Set down the part of the book review below from "Then things begin" to "in his mind.", word for word.

### PROVIDED PASSAGE:
==*==
In “The Passage” scientists aren’t the only ones who treat “vampire” as a word to be shunned. Mr. Cronin avoids it too, preferring to use other terms when undead, bloodsucking creatures start entering his story. The trouble begins after Special Agent Brad Wolgast is sent to Texas to recruit a death row inmate for some kind of special government program. “The Passage” is elaborate and digressive enough to pause for a full explanation of how this man landed on death row.

Then things begin to go very wrong. The government program backfires. The condemned man, along with 11 others, begins feeling “a great, devouring hunger” that makes him hanker “to eat the very world.” And the virals, as these virus-infected human guinea pigs are called, get loose to wreak havoc on a colossal scale. Wolgast, who has become Amy’s protector and father figure, is caught up in the mayhem. He apparently succumbs to it, with the words “Amy, Amy, Amy” italicized in his mind.

The italics are as contagious as the virus. And Mr. Cronin begins sounding more and more like Stephen King, whose work “The Passage” often resembles, when he writes a 10-page italicized faux document describing one little girl’s account of the chaotic evacuation of Philadelphia.

This already-exhaustive book is studded with diary entries, academic papers and other ostensible evidence that its fictitious stories of destruction are true. Every now and then, as when the Gulf of Mexico is described as an oil slick, these accounts are even scarier than intended.

Abruptly the book jumps ahead 92 years. The Age of Italics is apparently over. Now it is the Time of Portentous Upper-Case Names. The past is remembered only as the Time Before. At the First Colony in the San Jacinto Mountains a paramilitary regime enforces a strict set of rules called the One Law. Since the world of “The Passage” is as zealously detailed as that of a video game (and as apt to move in linear fashion from one realm to another), Mr. Cronin even provides a brief constitution for the little group of still-human survivors .....
==*==
### INPUT DATA:
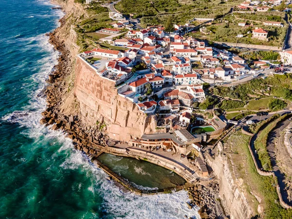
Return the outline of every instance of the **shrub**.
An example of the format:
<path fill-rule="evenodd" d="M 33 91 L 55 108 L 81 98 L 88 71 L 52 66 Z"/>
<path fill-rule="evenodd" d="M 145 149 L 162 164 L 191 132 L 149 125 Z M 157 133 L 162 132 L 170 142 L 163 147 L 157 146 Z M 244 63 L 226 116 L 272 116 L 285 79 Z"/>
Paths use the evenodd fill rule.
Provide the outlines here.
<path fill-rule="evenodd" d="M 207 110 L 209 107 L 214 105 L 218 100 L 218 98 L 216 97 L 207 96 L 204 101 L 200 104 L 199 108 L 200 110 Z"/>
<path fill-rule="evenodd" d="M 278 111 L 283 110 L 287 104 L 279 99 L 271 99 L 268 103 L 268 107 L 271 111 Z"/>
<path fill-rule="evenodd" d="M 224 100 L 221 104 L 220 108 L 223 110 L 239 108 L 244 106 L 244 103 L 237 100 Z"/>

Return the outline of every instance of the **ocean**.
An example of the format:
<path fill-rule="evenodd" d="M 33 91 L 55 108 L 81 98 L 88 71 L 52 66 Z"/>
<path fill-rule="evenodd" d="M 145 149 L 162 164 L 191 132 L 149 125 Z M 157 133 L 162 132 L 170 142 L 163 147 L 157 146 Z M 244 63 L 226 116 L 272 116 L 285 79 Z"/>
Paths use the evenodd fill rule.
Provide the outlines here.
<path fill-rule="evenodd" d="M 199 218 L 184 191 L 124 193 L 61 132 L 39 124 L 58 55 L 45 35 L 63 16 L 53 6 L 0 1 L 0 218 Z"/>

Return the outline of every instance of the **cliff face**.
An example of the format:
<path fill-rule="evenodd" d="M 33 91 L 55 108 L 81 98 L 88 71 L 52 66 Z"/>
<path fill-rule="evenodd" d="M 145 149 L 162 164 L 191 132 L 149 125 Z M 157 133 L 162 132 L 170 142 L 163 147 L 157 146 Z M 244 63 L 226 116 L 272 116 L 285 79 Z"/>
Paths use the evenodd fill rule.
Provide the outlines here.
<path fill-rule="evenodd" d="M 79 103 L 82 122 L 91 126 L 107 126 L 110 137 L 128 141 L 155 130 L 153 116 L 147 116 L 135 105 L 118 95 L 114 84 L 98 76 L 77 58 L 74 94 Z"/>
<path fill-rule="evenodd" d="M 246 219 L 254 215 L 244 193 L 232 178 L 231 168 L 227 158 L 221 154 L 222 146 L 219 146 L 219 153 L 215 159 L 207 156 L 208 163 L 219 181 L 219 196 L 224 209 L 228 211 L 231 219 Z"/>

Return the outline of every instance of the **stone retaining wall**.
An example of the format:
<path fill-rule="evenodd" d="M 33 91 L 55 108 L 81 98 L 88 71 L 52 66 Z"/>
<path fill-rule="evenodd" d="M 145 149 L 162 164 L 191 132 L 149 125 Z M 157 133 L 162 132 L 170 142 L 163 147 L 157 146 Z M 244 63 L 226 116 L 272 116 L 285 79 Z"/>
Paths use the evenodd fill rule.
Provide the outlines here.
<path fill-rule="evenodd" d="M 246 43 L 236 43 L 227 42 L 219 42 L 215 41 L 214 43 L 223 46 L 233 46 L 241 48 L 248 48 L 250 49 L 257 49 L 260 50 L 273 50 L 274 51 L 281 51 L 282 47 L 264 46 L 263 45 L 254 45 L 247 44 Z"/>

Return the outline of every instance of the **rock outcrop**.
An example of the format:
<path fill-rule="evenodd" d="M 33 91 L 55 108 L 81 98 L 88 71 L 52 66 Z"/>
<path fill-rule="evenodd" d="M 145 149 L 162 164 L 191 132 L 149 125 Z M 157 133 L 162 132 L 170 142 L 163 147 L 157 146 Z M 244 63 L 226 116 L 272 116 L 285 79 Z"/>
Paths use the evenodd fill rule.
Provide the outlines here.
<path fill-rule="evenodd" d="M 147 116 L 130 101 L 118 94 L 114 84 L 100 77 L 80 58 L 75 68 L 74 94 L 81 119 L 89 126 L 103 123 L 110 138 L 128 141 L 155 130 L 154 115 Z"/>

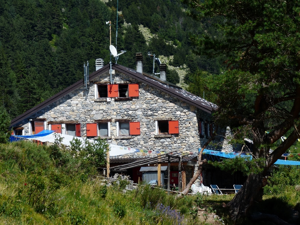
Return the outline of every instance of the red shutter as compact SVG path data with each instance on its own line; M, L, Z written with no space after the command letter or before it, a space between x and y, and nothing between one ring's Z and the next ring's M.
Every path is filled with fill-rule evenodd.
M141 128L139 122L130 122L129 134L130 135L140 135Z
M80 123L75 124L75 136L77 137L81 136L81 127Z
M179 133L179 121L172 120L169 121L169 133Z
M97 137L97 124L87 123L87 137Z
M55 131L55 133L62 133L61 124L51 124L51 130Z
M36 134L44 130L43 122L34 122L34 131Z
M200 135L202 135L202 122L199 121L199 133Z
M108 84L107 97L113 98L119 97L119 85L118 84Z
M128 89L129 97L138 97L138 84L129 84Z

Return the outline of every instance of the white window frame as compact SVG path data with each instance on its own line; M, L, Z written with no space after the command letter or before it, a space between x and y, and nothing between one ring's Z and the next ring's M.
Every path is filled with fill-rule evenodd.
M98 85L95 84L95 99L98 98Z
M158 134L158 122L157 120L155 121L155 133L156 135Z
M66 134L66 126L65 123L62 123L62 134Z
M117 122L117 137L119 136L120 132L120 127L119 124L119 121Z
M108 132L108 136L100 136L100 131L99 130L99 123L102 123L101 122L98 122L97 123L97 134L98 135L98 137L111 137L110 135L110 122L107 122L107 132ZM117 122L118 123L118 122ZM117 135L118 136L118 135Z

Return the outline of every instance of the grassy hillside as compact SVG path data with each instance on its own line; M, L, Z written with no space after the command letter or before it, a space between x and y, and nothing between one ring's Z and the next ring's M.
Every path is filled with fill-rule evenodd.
==*==
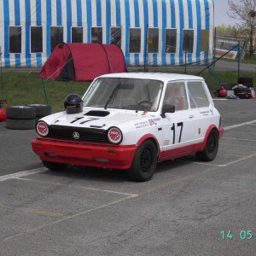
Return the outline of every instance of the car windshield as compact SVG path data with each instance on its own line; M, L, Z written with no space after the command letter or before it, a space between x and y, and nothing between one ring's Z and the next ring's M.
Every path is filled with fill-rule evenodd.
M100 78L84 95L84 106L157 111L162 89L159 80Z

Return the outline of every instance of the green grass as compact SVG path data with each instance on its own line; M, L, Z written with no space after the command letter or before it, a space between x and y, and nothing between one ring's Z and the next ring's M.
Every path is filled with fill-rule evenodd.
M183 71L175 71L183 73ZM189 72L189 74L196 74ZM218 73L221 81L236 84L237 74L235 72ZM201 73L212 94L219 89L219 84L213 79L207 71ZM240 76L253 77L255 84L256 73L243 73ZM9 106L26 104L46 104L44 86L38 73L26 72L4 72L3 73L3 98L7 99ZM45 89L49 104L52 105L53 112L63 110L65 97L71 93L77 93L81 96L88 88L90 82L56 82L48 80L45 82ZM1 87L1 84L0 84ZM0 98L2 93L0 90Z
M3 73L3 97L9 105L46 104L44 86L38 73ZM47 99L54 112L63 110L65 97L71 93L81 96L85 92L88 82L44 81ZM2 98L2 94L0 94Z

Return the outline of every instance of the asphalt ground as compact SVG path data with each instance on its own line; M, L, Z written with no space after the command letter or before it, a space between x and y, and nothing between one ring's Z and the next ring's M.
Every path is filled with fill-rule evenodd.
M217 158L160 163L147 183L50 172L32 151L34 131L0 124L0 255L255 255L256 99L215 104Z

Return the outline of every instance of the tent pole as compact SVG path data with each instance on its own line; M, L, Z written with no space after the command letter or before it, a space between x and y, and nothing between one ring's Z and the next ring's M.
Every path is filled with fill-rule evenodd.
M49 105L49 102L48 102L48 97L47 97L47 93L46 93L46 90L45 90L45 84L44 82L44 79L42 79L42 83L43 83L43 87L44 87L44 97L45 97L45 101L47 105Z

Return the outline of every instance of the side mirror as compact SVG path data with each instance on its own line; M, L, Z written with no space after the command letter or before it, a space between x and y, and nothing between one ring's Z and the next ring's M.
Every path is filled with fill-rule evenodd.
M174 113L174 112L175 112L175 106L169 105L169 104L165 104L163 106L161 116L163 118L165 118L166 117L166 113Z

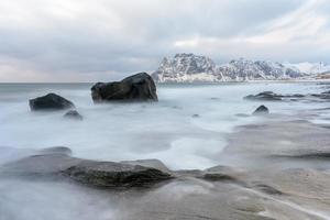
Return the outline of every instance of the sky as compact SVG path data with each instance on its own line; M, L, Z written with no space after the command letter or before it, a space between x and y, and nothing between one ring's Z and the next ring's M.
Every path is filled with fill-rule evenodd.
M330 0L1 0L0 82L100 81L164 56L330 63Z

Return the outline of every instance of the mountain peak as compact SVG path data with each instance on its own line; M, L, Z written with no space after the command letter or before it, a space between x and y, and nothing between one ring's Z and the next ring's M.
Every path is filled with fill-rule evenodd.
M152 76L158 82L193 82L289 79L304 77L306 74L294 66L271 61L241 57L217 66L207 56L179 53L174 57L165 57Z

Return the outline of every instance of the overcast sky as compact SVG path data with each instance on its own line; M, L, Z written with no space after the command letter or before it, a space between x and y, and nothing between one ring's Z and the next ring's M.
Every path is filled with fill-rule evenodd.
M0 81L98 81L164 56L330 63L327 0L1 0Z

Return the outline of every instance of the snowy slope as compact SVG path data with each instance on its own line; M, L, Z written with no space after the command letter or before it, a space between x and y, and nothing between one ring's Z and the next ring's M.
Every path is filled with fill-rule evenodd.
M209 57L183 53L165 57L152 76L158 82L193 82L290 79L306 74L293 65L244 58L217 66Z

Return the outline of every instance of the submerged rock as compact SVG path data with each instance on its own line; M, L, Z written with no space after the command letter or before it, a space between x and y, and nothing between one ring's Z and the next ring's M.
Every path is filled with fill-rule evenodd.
==*==
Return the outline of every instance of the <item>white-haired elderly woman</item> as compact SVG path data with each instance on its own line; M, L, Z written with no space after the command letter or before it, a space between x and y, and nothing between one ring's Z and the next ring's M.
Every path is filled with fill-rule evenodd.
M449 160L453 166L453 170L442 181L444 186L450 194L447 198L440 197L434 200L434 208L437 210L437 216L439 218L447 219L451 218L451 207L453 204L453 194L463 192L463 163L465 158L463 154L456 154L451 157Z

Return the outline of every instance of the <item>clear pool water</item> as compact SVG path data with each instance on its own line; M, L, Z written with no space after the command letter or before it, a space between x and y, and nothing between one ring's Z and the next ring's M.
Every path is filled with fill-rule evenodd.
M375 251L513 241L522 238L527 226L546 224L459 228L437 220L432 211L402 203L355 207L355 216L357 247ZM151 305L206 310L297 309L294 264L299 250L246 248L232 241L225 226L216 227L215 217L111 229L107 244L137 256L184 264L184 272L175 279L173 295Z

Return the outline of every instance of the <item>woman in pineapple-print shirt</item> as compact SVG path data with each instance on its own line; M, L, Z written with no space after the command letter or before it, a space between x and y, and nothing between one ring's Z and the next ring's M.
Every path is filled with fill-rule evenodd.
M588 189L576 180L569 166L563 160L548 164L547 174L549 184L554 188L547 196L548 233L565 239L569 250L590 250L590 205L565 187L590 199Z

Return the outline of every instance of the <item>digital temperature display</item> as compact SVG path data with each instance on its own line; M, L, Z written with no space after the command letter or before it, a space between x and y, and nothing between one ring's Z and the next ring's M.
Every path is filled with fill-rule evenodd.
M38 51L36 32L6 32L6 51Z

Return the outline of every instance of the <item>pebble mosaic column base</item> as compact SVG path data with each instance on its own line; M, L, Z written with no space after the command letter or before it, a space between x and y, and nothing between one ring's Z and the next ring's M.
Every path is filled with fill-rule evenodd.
==*==
### TASK RESULT:
Then things begin to go very wrong. The government program backfires. The condemned man, along with 11 others, begins feeling “a great, devouring hunger” that makes him hanker “to eat the very world.” And the virals, as these virus-infected human guinea pigs are called, get loose to wreak havoc on a colossal scale. Wolgast, who has become Amy’s protector and father figure, is caught up in the mayhem. He apparently succumbs to it, with the words “Amy, Amy, Amy” italicized in his mind.